__SOURCE RECORDS__
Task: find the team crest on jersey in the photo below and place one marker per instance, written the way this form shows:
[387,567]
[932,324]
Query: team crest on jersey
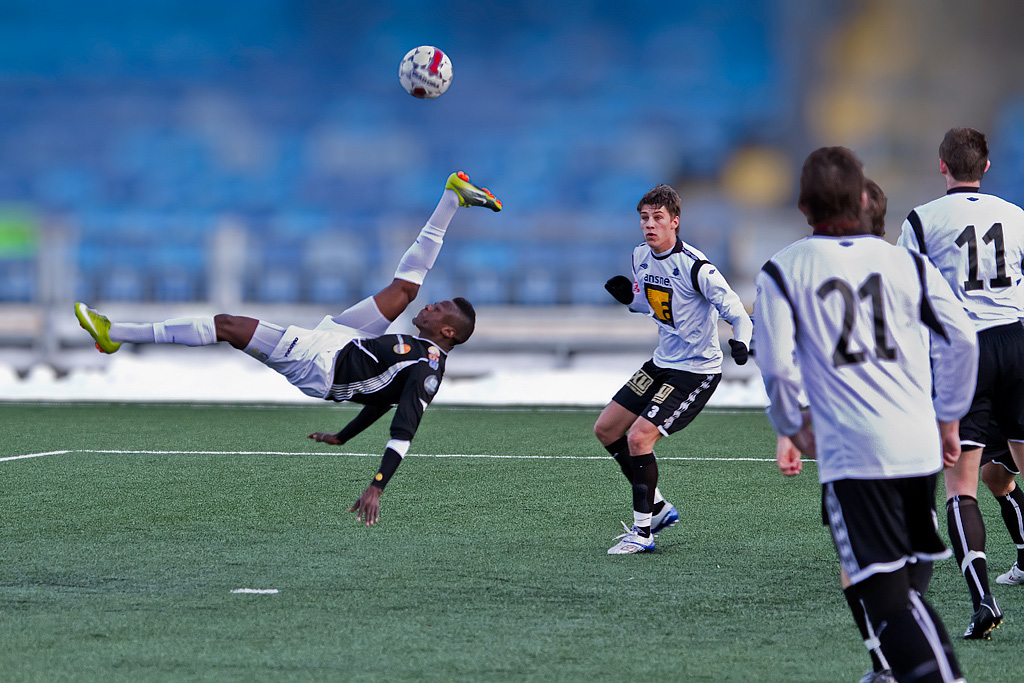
[659,299]
[640,382]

__ACTIVITY__
Without the pictures, write out every line above exactly as it appears.

__RESPONSE BOX__
Task: find the team crest on jersey in the photo below and place one marker per instance, written the way this form shows:
[387,567]
[932,324]
Query: team crest on jersey
[659,299]
[640,382]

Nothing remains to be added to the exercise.